**PAGE:**
Egocentric bias occurs when people fail to consider situations from other people's perspectives. Egocentric bias has influenced ethical judgements to the point where people not only believe that self-interested outcomes are preferential but are also the morally sound way to proceed. People are more inclined to be aware of their own behaviors since they can use their thoughts and emotions to gain more information about themselves. These thoughts and emotions can affect how people view themselves in relation to others in specific situations. A common example arises when people are asked to explain how much credit should be given to each person in a collaborative project. Daniel Schacter, a psychology professor at Harvard University, considers egocentric bias as one of the "seven sins" of memory and essentially reflects the prominent role played by the self when encoding and retrieving episodic memories. As such, people often feel that their contributions to a collaborative project are greater than those of other members, since people tend to focus more on how much they have done.

In social context, egocentric bias influences people to choose a social circle that is capable of maintaining one's positive traits. Studies show that one's choice of friend or social circle is likely to be dependent on the amount of positive feedback received.

== Examples ==
In a 1993 study conducted in Japan, subjects were asked to write down fair or unfair behaviors that they themselves or others did. When writing about fair behavior, they tended to start with the word "I" rather than "others". Likewise, they began unfair behaviors with "others" rather than "I". This demonstrates that people tend to attribute successes and positive behaviors to themselves, while placing the burden of failures and negative behaviors on others. Furthermore, in this study there were gender differences detected; Japanese women, compared to men, remembered the behaviors of others more than their own, and were also more likely to attribute fair or unfair behavior to others than to themselves.

Another study found that egocentric bias influences perceived fairness. Subjects felt that overpayment to themselves were more fair than overpayment to others; by contrast, they felt the underpayment to themselves were less fair than underpayment to others. Greenberg's studies showed that this egocentrism was eliminated when the subjects were put in a self-aware state, which was applied in his study with a mirror being placed in front of the subjects. When a person is not self-aware, they perceive that something can be fair to them but not necessarily fair to others. Therefore, fairness was something biased and subjective. When a person is self-aware, there is a uniform standard of fairness and there is no bias. When made self-aware, subjects rated overpayment and underpayment to both themselves and to others as equally unfair. It is believed that these results were obtained because self-awareness elevated subjects' concerns about perceived fairness in payment, thereby overriding egocentric tendencies.

[Box-labeled dataset extracts]
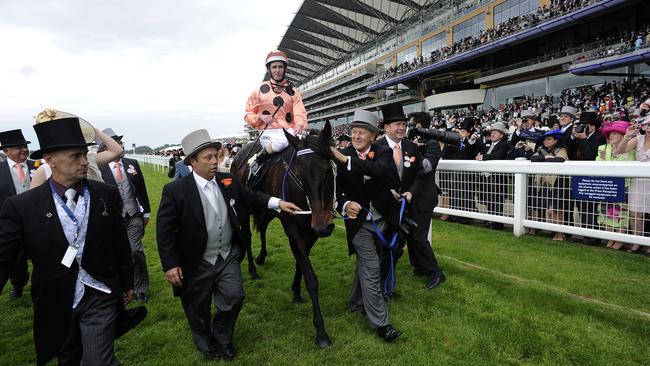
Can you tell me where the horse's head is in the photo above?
[285,122,334,237]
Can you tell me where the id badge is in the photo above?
[61,246,77,268]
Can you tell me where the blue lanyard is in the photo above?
[49,179,90,247]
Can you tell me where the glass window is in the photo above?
[422,32,447,57]
[397,46,416,65]
[453,13,485,42]
[494,0,539,25]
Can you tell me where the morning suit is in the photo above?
[99,158,151,294]
[0,180,133,365]
[336,144,399,328]
[0,160,36,289]
[156,173,270,352]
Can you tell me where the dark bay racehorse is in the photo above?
[231,122,334,347]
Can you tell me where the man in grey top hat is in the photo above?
[156,130,300,360]
[0,130,36,299]
[98,128,151,302]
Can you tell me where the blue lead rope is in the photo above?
[341,197,406,295]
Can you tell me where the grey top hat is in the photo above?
[490,122,508,136]
[350,109,379,133]
[558,105,577,119]
[181,129,221,165]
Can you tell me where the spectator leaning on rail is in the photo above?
[596,121,636,250]
[476,122,512,230]
[244,50,307,174]
[615,106,650,254]
[569,111,605,245]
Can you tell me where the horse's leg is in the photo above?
[255,217,273,266]
[291,262,305,304]
[241,210,262,280]
[289,234,332,348]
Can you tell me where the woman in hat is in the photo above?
[29,108,124,189]
[244,50,307,174]
[615,114,650,254]
[596,121,636,250]
[530,129,570,240]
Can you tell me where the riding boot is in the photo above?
[248,149,271,176]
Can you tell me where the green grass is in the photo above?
[0,164,650,365]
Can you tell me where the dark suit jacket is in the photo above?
[375,136,422,196]
[336,144,399,255]
[99,158,151,213]
[0,180,133,364]
[156,173,271,296]
[569,130,607,161]
[0,160,35,208]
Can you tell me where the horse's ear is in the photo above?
[282,128,300,148]
[320,120,332,145]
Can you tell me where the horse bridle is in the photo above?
[282,148,336,215]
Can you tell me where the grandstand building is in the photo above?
[270,0,650,127]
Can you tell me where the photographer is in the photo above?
[406,112,446,290]
[569,111,606,245]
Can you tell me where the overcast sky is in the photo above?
[0,0,301,149]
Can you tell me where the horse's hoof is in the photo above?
[314,334,332,348]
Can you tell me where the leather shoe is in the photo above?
[217,343,237,361]
[427,272,447,290]
[377,324,402,343]
[201,350,221,361]
[136,292,149,303]
[9,287,23,300]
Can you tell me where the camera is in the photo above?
[573,125,588,133]
[408,128,460,145]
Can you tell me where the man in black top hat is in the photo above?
[0,130,36,299]
[376,103,422,295]
[0,118,146,365]
[569,111,606,245]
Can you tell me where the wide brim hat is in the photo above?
[29,117,94,160]
[0,130,31,149]
[558,105,578,118]
[600,120,631,139]
[34,108,96,143]
[543,128,564,140]
[490,122,508,136]
[181,129,221,165]
[350,109,379,133]
[379,103,406,128]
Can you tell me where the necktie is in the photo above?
[393,144,402,169]
[65,188,77,212]
[115,161,124,183]
[14,163,25,183]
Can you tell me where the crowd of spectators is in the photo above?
[379,0,597,81]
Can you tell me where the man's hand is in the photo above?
[122,290,134,306]
[345,201,361,219]
[257,114,273,125]
[330,146,348,164]
[278,201,302,215]
[165,267,183,287]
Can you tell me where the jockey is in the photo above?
[244,50,307,175]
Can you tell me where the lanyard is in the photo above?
[49,180,90,249]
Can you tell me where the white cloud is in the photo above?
[0,0,300,147]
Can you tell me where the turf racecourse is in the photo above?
[0,164,650,365]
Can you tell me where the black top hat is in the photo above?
[379,103,406,128]
[578,111,600,128]
[29,117,93,159]
[0,130,30,149]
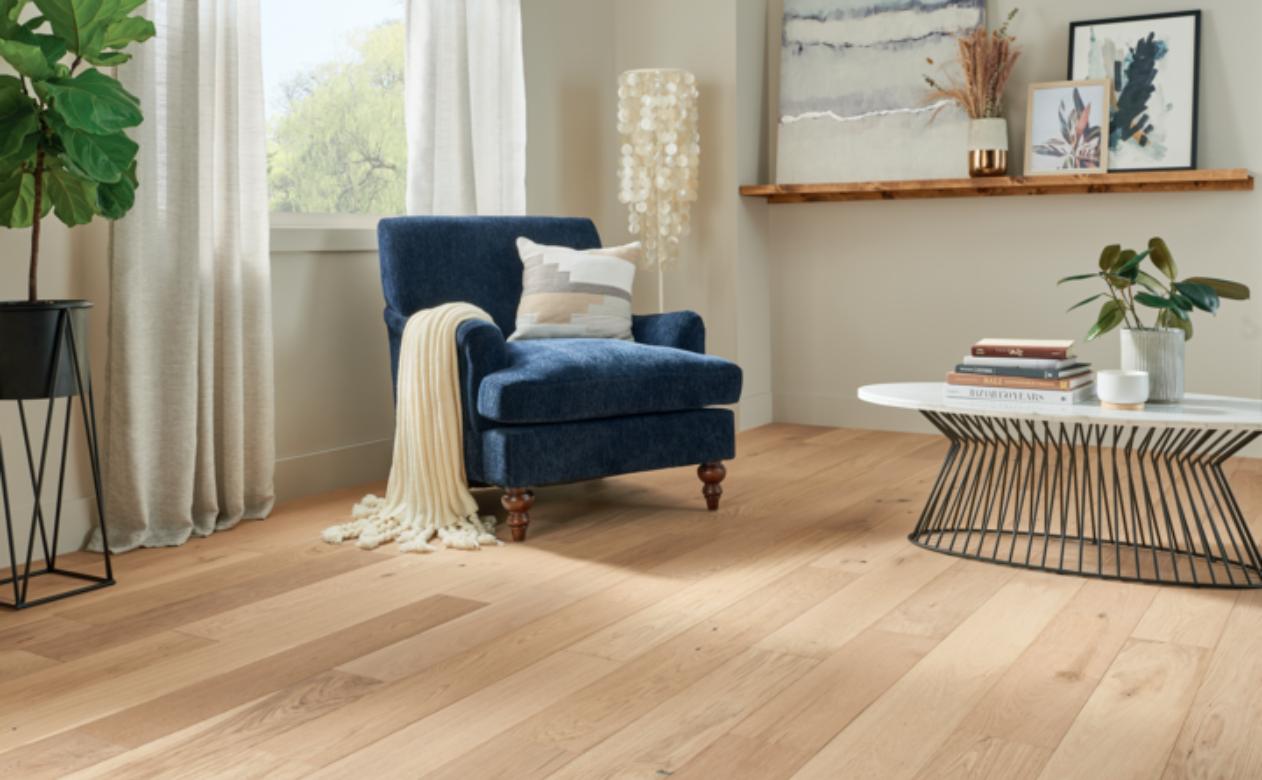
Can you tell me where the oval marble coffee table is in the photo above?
[858,382,1262,588]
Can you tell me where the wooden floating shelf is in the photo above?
[741,168,1253,203]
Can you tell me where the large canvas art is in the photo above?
[1069,11,1200,170]
[776,0,986,182]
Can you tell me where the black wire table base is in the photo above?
[0,309,115,610]
[907,411,1262,588]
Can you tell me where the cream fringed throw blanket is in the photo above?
[323,303,498,553]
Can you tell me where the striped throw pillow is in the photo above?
[509,233,640,341]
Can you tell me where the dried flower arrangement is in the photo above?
[925,9,1021,119]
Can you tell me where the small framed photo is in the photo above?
[1025,78,1111,175]
[1069,11,1200,170]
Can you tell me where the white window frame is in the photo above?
[270,211,385,254]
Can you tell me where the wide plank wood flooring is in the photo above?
[0,425,1262,780]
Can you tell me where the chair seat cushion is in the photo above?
[477,338,741,425]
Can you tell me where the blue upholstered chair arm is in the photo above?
[456,314,509,430]
[631,312,705,355]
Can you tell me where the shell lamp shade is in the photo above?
[618,69,702,278]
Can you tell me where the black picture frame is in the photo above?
[1066,10,1201,172]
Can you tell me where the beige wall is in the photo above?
[769,0,1262,429]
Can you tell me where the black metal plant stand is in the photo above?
[909,411,1262,588]
[0,308,115,610]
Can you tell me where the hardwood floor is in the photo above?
[0,425,1262,780]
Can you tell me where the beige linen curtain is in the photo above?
[102,0,275,550]
[404,0,526,215]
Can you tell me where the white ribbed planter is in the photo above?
[1122,328,1184,404]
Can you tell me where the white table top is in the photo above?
[859,382,1262,430]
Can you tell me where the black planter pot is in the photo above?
[0,300,92,400]
[0,300,114,610]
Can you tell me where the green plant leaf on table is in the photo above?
[1100,244,1122,271]
[1184,276,1249,300]
[1065,293,1104,313]
[1135,293,1179,309]
[1157,312,1193,341]
[1175,281,1222,314]
[1087,300,1126,341]
[35,68,144,135]
[1148,236,1179,281]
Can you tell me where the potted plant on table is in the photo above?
[1058,237,1249,403]
[0,0,154,400]
[925,9,1021,177]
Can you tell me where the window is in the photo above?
[261,0,408,216]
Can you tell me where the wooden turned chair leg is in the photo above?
[500,487,535,541]
[697,461,727,511]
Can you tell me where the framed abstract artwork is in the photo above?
[1025,78,1111,175]
[776,0,986,183]
[1069,11,1200,170]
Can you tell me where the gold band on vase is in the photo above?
[968,149,1008,178]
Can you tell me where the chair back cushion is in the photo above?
[377,217,601,336]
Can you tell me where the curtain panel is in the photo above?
[404,0,526,216]
[97,0,275,550]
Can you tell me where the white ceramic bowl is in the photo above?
[1095,370,1148,406]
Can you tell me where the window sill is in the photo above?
[269,215,379,254]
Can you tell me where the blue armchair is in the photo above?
[377,217,741,541]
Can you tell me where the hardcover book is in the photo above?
[955,362,1092,379]
[973,338,1074,360]
[964,355,1087,371]
[943,382,1095,405]
[947,371,1094,390]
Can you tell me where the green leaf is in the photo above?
[1135,269,1166,295]
[1100,244,1122,271]
[1175,281,1222,314]
[96,157,136,220]
[0,168,35,227]
[1148,236,1179,281]
[1157,312,1193,341]
[1056,274,1099,284]
[35,0,122,57]
[0,38,53,80]
[1065,293,1104,312]
[1185,276,1249,300]
[0,76,39,160]
[105,16,155,49]
[1104,274,1135,290]
[44,162,96,227]
[1113,249,1148,276]
[1087,300,1126,341]
[50,116,139,183]
[35,68,144,135]
[1135,293,1179,309]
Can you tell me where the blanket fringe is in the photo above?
[321,495,504,553]
[322,303,500,553]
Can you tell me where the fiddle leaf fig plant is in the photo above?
[0,0,154,300]
[1056,237,1249,341]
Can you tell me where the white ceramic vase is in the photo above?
[1122,328,1184,404]
[968,117,1008,177]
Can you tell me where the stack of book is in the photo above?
[945,338,1095,404]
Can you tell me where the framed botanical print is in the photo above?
[1069,11,1200,170]
[1025,78,1111,175]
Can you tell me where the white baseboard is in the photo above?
[736,393,775,430]
[275,439,394,504]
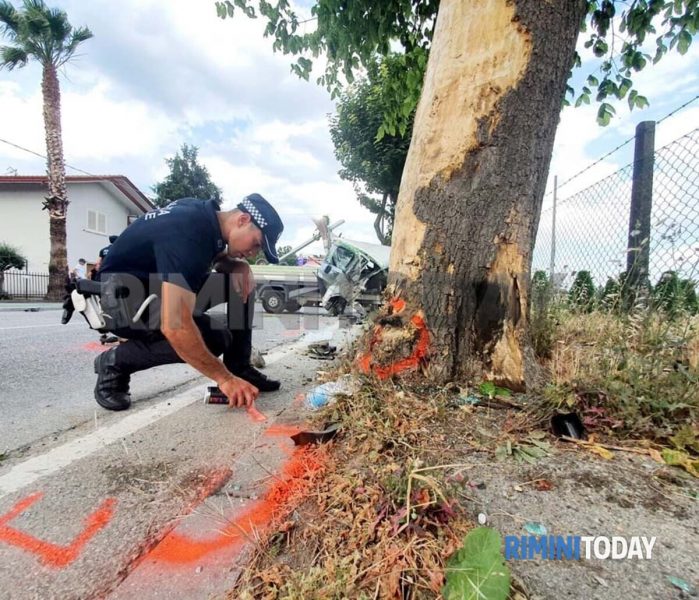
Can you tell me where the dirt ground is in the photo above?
[228,384,699,600]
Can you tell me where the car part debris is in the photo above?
[291,423,340,446]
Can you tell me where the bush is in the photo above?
[652,271,699,318]
[0,242,27,300]
[568,271,595,312]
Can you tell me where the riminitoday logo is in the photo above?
[505,535,655,560]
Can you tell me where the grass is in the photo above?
[532,303,699,442]
[229,380,472,600]
[228,294,699,600]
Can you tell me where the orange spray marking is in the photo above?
[357,298,430,379]
[265,425,301,437]
[0,492,116,567]
[148,447,325,565]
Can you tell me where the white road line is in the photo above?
[0,323,80,331]
[0,321,339,499]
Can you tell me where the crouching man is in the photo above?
[95,194,284,410]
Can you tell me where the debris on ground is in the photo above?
[307,342,337,360]
[305,375,359,410]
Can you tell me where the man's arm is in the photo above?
[160,282,259,406]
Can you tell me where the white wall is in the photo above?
[66,182,134,269]
[0,182,140,273]
[0,190,50,273]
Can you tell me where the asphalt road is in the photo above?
[0,305,332,456]
[0,311,351,600]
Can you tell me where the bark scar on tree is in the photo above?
[357,298,430,379]
[474,241,526,391]
[390,0,532,281]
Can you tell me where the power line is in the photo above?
[0,138,96,177]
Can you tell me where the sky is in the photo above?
[0,0,699,255]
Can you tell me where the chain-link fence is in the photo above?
[0,269,49,300]
[532,129,699,288]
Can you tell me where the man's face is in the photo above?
[228,218,263,258]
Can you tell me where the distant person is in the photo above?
[70,258,87,281]
[90,235,119,280]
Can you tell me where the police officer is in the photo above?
[95,194,284,410]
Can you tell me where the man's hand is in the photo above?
[214,257,255,302]
[218,376,260,407]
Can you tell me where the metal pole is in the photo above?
[626,121,655,288]
[549,175,558,284]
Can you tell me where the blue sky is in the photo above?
[0,0,699,253]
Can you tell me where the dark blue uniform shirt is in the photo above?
[100,198,226,292]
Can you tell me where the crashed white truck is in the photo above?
[252,237,391,316]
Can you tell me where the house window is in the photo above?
[87,210,107,233]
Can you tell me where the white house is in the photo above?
[0,175,155,273]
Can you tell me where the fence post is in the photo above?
[549,175,558,286]
[626,121,655,289]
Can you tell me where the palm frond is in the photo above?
[0,0,22,41]
[46,8,73,46]
[0,46,29,71]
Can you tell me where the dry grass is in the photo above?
[229,381,471,599]
[532,309,699,440]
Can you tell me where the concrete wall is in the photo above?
[0,189,50,273]
[0,182,136,273]
[67,183,135,269]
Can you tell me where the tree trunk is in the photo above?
[363,0,585,390]
[41,64,68,300]
[374,192,391,246]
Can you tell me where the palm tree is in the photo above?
[0,0,92,299]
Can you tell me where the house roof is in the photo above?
[0,175,155,213]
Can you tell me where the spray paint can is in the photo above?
[204,385,228,404]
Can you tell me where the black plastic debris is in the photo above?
[291,423,340,446]
[308,342,337,360]
[551,413,587,440]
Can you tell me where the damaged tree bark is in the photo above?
[374,0,585,390]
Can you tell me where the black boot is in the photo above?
[95,348,131,410]
[233,365,281,392]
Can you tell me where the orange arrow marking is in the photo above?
[0,492,116,567]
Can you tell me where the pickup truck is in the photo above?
[252,237,390,316]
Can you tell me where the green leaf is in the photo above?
[660,448,699,477]
[442,527,510,600]
[478,381,495,398]
[628,90,638,110]
[636,95,650,108]
[597,102,616,127]
[677,29,692,55]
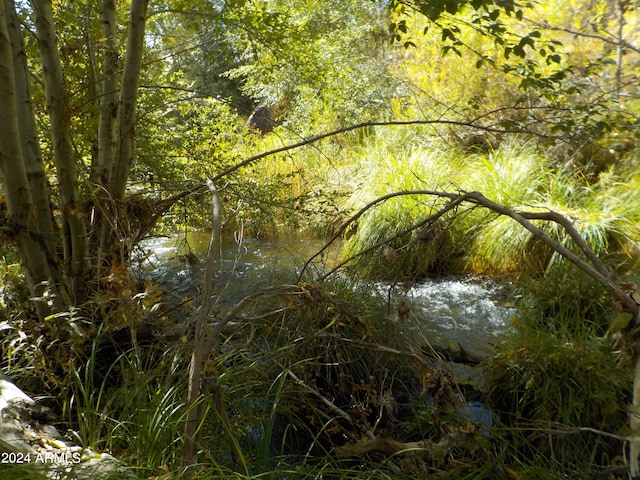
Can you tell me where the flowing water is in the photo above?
[143,232,515,354]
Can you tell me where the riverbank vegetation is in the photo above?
[0,0,640,480]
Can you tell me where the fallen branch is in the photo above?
[336,432,466,458]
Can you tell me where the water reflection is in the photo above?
[138,232,515,354]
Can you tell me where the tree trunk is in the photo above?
[4,0,69,305]
[31,0,89,301]
[90,0,120,262]
[110,0,149,202]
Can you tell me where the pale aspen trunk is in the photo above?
[3,0,68,306]
[0,0,60,319]
[91,0,120,188]
[110,0,149,202]
[30,0,89,292]
[90,0,120,262]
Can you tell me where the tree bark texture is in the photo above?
[0,0,63,318]
[110,0,149,202]
[31,0,89,292]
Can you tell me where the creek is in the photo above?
[142,232,515,355]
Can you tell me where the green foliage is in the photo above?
[484,329,631,478]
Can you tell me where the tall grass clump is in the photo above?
[485,328,631,478]
[343,137,464,279]
[60,335,194,476]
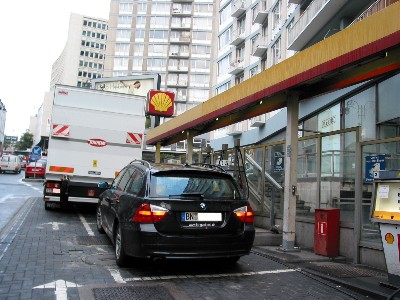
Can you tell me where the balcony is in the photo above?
[253,0,271,24]
[172,7,192,17]
[229,28,246,46]
[167,80,187,87]
[168,66,189,73]
[169,51,189,58]
[171,22,190,30]
[349,0,398,26]
[229,57,244,75]
[231,0,247,18]
[288,0,347,51]
[169,36,191,44]
[253,37,268,57]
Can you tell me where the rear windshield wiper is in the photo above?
[169,193,204,199]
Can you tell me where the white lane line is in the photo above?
[0,201,35,260]
[79,214,94,236]
[0,194,12,203]
[108,267,296,283]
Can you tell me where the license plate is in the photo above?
[181,212,222,222]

**PROBLEM TO WORK ON:**
Update the passage on egocentric bias between "In social context, egocentric" and "positive feedback received.", inclusive, and write it out with every instance of "social circle" changed to "peer group".

**TASK RESPONSE:**
In social context, egocentric bias influences people to choose a peer group that is capable of maintaining one's positive traits. Studies show that one's choice of friend or peer group is likely to be dependent on the amount of positive feedback received.